## 作業要件
(A) 本文の内容を2文で要約してください。
(B) 本文によると、突条部39の断面はどのような形状ですか。

## ページ
^^^^
スラッシュ成形表皮材の製造方法及びスラッシュ成形型
【課題】成形された表皮材から不要部分を容易にかつ確実に取り除くようにする。
【解決手段】加熱された型成形面37に粉体樹脂原料を供給して付着溶融させて溶融樹脂層を形成し、溶融樹脂層を冷却硬化することでスラッシュ表皮材を成形するスラッシュ成形型35において、張出部35cを型成形面37の製品形状部外周縁に全周に亘って型内方に張り出し形成する。溶融樹脂層の冷却硬化過程で先端を上に向けた姿勢に保持される断面三角形状の突条部39を張出部35cの型成形面37側中程に製品形状部外周縁に沿って全周に亘って一体に突設する。
^^^^
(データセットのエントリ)
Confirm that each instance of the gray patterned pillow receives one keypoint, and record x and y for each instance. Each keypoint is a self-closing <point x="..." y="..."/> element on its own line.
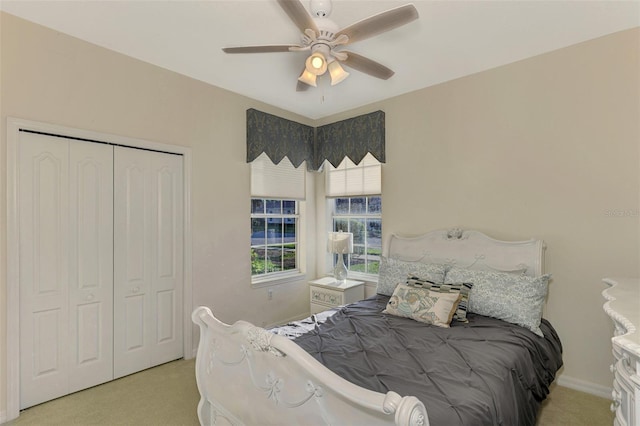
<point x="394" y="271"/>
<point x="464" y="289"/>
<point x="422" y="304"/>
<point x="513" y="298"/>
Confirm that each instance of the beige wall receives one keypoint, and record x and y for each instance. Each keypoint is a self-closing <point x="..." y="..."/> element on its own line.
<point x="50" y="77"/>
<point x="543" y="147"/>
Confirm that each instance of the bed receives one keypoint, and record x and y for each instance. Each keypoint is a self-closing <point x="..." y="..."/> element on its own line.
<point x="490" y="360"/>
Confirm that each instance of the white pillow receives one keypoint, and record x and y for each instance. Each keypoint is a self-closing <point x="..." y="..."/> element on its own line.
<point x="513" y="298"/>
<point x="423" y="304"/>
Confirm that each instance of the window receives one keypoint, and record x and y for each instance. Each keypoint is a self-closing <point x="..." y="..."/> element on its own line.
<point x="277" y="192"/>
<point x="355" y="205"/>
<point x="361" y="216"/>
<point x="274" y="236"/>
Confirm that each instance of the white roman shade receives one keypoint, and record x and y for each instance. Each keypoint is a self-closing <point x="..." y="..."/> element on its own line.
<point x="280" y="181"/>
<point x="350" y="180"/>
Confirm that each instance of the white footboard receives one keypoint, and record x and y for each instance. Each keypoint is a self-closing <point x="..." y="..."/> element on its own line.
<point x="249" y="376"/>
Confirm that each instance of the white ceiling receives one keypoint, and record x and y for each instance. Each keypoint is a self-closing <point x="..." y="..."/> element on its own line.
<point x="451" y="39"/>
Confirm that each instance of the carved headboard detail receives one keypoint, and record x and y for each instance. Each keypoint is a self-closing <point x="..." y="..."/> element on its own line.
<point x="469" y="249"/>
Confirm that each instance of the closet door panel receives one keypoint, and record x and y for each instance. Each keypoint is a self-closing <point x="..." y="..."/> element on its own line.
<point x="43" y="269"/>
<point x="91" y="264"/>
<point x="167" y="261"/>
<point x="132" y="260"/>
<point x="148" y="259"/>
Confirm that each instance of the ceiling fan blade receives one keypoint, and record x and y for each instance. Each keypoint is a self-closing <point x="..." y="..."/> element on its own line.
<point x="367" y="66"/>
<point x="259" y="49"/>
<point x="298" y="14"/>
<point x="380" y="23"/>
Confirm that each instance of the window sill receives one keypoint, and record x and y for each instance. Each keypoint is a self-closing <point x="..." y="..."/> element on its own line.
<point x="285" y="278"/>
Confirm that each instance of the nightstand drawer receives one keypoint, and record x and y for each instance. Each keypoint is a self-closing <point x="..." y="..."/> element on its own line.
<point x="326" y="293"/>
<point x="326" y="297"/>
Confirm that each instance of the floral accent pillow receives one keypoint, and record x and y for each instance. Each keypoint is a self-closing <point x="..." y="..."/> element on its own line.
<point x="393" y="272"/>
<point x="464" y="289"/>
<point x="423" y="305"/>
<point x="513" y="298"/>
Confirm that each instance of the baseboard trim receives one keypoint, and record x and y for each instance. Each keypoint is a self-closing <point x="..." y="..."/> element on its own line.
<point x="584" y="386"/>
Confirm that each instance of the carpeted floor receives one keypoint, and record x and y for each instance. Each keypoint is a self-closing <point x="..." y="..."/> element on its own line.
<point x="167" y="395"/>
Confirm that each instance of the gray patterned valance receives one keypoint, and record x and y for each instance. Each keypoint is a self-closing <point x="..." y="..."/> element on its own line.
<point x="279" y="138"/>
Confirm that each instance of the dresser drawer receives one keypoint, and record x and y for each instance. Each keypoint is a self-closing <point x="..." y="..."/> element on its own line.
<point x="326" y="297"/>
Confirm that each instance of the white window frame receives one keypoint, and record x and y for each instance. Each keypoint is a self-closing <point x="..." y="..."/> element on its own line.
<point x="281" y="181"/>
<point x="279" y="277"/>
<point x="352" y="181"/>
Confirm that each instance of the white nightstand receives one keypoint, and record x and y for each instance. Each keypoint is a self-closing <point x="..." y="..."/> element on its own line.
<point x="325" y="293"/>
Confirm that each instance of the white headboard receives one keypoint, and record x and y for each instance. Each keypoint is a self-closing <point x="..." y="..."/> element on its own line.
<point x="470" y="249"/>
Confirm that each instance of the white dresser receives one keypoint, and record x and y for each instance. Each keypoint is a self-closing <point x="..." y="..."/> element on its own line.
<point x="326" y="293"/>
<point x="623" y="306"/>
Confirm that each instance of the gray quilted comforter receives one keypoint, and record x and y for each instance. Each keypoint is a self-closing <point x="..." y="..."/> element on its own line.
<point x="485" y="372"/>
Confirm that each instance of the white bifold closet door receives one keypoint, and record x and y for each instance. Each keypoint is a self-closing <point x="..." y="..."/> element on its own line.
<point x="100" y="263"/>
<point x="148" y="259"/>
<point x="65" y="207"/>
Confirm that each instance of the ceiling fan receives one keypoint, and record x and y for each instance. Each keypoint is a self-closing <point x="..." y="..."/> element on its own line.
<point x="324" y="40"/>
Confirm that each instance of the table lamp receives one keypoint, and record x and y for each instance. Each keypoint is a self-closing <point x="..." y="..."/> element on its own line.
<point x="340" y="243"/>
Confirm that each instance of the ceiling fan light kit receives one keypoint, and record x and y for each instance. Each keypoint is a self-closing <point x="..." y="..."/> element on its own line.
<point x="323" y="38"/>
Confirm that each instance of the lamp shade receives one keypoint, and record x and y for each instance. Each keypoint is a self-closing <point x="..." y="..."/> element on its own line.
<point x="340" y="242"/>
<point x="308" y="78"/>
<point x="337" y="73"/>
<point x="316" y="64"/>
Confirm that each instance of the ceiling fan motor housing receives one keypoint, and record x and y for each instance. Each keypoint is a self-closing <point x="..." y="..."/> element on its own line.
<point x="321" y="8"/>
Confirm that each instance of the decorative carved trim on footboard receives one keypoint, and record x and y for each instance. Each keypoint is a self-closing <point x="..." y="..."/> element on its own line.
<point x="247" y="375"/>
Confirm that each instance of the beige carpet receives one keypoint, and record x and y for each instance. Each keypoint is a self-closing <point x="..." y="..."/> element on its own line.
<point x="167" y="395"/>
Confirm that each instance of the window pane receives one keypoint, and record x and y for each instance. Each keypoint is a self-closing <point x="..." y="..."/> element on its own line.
^^^^
## 解答
(A) 本文は、成形された表皮材から不要部分を容易にかつ確実に取り除くことを課題とした、スラッシュ成形表皮材の製造方法及びスラッシュ成形型を扱っている。この成形型では、型成形面37の製品形状部外周縁に全周に亘って型内方へ張出部35cを張り出し形成し、その型成形面37側中程に、溶融樹脂層の冷却硬化過程で先端を上に向けた姿勢に保持される断面三角形状の突条部39を、製品形状部外周縁に沿って全周に亘り一体に突設する。

(B) 断面三角形状です。